| EXERCISE A |
For each statement about the passage on immigration to Victorian Britain below, answer yes or no, and quote the exact words of the passage that decide it. (i) Britain had immigration laws throughout the 19th century. (ii) The 1905 Aliens Act was aimed at East European Jews. (iii) Passports became an issue during the Victorian period.

++++ DOCUMENT EXTRACT

It has long been somewhat of a taboo topic and yet our ambivalent attitude to immigration seems at odds with the multicultural society in which we apparently live. In fact, these two strands of multiculturalism versus racism have deep roots in British history, which we can trace back at least to the 19th century.

During the Victorian years a series of groups arrived in significant numbers, above all the predominantly Catholic Irish, the Germans and, from the 1880s, Jews fleeing persecution in the Russian Pale of Settlement.

On the one hand we can detect a strong positive strand towards these newcomers in the century leading up to the First World War, essentially providing the basis for contemporary multiculturalism, yet at the same time, the period from circa 1830 to 1918 witnessed some of the most viciously xenophobic acts in modern British history.

The tolerance of Victorian and Edwardian Britain reveals itself in a series of ways. In the first place, amazing as it may seem today, Britain had no immigration laws for most of the 19th century, a situation which would not change until the passage of the 1905 Aliens Act, aimed at East European Jews and forming the basis of all subsequent immigration legislation. Passports, meanwhile, would not become an issue until the First World War. At the same time the Victorian period was also the era of emancipation for ethnic minorities, above all Catholics and Jews.

++++++++

| EXERCISE B |
Convert the bounding-box rows into a two-column CSV with the columns request and bbox, one row per request, putting its text and its answer each in a single quoted field with line breaks replaced by spaces. Begin at the start of the rows and stop after the line that contains "[340, 485, 727, 708]", covering only those rows.

++++ RECORDS FOR PROCESSING

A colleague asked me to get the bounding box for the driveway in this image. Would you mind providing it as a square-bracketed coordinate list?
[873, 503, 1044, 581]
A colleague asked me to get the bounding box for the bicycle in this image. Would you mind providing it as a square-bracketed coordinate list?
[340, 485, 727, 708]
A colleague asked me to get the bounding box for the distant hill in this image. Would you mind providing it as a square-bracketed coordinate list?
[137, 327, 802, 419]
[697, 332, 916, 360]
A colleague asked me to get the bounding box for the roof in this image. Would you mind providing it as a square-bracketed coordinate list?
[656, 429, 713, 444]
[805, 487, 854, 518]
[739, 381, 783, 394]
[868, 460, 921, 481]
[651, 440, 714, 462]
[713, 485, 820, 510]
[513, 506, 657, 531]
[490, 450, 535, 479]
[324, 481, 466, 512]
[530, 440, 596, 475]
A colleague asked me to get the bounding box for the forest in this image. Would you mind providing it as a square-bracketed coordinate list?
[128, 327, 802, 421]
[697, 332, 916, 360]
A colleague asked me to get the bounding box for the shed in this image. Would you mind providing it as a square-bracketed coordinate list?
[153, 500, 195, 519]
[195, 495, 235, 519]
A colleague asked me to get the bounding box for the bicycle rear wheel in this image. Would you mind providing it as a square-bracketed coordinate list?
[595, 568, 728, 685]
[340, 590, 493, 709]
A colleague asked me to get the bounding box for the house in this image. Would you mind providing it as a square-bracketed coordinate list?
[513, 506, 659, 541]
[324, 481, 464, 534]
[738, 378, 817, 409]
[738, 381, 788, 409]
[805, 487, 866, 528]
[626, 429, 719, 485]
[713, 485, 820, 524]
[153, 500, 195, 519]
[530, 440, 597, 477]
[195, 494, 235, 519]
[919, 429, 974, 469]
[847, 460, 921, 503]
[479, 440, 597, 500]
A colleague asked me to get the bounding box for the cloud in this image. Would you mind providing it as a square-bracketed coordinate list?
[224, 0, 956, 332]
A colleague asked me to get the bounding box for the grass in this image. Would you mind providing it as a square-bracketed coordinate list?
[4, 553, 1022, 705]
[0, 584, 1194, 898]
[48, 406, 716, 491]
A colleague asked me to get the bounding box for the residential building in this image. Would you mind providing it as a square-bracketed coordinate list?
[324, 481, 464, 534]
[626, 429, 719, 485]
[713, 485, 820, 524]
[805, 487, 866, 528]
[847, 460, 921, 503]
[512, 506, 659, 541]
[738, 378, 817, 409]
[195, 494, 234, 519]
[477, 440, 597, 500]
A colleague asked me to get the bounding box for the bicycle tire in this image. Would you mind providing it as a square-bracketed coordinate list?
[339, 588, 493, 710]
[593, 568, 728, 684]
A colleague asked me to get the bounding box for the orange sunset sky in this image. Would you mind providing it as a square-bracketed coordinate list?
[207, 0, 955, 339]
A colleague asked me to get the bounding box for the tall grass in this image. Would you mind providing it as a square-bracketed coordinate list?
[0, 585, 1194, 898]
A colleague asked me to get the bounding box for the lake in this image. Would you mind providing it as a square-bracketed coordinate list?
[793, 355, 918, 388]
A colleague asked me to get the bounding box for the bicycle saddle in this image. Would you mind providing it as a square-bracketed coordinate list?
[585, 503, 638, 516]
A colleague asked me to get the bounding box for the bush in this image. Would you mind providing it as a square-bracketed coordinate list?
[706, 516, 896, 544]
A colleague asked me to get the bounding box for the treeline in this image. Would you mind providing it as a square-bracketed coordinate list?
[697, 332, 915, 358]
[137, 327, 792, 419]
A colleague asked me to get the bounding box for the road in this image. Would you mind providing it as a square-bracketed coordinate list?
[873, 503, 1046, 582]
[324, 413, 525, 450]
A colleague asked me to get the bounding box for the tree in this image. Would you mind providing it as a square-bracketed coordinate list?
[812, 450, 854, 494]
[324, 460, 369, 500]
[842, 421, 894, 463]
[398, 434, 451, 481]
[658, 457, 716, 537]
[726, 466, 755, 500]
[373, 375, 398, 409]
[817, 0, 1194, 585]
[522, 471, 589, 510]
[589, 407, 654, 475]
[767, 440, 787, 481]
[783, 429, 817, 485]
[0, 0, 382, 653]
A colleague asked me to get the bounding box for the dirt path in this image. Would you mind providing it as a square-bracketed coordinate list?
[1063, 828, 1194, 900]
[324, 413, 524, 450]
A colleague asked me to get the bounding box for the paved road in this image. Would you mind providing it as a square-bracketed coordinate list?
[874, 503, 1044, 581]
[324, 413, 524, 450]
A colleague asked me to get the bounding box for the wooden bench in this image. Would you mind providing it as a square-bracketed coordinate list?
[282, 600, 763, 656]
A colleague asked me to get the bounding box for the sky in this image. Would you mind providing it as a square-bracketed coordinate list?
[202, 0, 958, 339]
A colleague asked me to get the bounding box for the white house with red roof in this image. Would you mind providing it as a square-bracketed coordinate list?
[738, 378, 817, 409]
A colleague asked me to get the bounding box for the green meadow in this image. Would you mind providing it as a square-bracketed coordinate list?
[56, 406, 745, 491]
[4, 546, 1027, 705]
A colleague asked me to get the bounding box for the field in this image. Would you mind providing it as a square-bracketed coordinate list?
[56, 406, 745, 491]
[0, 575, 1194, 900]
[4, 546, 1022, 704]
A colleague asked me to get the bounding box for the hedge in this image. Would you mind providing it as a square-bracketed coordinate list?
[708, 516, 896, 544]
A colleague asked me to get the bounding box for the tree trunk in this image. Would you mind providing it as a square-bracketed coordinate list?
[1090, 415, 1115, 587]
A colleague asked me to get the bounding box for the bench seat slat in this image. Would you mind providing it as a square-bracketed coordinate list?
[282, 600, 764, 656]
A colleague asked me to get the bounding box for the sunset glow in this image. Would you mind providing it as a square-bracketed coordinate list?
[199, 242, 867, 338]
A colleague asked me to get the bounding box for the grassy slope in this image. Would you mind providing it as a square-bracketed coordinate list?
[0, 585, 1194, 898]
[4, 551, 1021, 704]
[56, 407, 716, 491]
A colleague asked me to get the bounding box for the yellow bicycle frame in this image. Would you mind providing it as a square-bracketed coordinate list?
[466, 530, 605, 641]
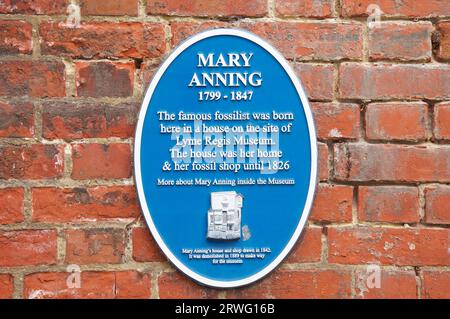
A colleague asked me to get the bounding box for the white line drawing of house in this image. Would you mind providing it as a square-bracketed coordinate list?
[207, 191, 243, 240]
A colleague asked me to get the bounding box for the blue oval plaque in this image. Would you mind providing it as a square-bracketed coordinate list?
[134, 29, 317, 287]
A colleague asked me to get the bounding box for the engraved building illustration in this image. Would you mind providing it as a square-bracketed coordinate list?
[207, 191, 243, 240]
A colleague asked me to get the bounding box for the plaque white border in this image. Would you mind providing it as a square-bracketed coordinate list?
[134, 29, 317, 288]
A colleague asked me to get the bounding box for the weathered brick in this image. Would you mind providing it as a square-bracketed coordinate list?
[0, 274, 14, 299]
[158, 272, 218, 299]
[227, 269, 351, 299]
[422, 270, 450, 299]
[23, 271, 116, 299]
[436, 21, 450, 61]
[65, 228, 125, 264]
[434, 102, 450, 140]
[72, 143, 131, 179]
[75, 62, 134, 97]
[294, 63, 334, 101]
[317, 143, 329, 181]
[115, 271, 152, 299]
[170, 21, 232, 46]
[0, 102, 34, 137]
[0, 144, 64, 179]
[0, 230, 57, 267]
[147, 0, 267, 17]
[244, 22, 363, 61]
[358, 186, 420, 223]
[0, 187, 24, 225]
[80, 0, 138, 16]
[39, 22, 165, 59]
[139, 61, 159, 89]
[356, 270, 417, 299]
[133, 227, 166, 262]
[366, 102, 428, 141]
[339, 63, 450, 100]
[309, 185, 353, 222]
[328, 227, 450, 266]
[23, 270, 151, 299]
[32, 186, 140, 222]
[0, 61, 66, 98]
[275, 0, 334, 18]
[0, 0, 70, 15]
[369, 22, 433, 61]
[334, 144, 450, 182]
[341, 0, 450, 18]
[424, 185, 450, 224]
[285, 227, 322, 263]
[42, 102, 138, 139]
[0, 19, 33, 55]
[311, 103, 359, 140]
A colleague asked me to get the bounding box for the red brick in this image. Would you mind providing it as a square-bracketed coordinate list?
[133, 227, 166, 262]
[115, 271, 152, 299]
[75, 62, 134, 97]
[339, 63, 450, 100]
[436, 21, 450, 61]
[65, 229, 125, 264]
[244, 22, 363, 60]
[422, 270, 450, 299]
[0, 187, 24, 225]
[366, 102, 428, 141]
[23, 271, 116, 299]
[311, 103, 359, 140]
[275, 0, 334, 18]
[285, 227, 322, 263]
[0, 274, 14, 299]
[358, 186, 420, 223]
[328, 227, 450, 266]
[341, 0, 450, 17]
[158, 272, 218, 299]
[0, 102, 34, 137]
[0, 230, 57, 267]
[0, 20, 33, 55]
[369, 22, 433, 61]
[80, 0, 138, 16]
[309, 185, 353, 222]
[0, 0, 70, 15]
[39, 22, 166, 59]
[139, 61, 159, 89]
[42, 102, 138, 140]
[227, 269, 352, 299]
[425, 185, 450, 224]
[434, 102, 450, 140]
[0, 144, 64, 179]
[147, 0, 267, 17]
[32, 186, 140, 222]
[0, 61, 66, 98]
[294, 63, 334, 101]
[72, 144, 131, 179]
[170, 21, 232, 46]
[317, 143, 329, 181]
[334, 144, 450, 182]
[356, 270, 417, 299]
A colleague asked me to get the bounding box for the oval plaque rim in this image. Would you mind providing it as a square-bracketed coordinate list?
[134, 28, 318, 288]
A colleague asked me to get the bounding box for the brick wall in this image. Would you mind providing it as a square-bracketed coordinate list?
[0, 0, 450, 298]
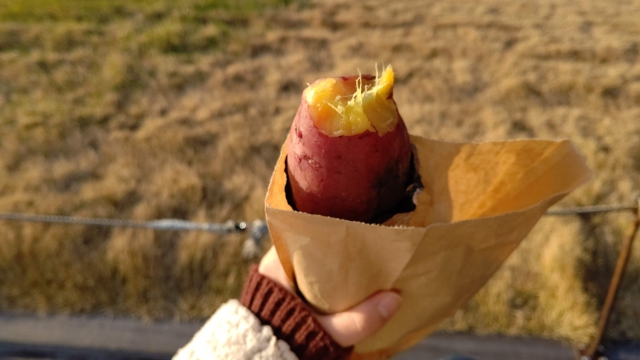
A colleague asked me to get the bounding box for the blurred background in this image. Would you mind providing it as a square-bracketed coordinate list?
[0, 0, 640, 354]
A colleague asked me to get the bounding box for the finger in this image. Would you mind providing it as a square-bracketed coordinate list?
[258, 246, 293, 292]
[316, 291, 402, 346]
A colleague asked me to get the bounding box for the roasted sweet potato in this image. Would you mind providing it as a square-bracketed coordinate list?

++++++++

| CORRECT OUTPUT A |
(i) No: "Britain had no immigration laws for most of the 19th century"
(ii) Yes: "the passage of the 1905 Aliens Act, aimed at East European Jews"
(iii) No: "Passports, meanwhile, would not become an issue until the First World War."

| CORRECT OUTPUT B |
request,bbox
"A colleague asked me to get the bounding box for the driveway in this image. Would you mind providing it as a square-bracketed coordinate list?","[873, 503, 1044, 581]"
"A colleague asked me to get the bounding box for the bicycle in this image. Would you mind providing it as a square-bracketed coordinate list?","[340, 485, 727, 708]"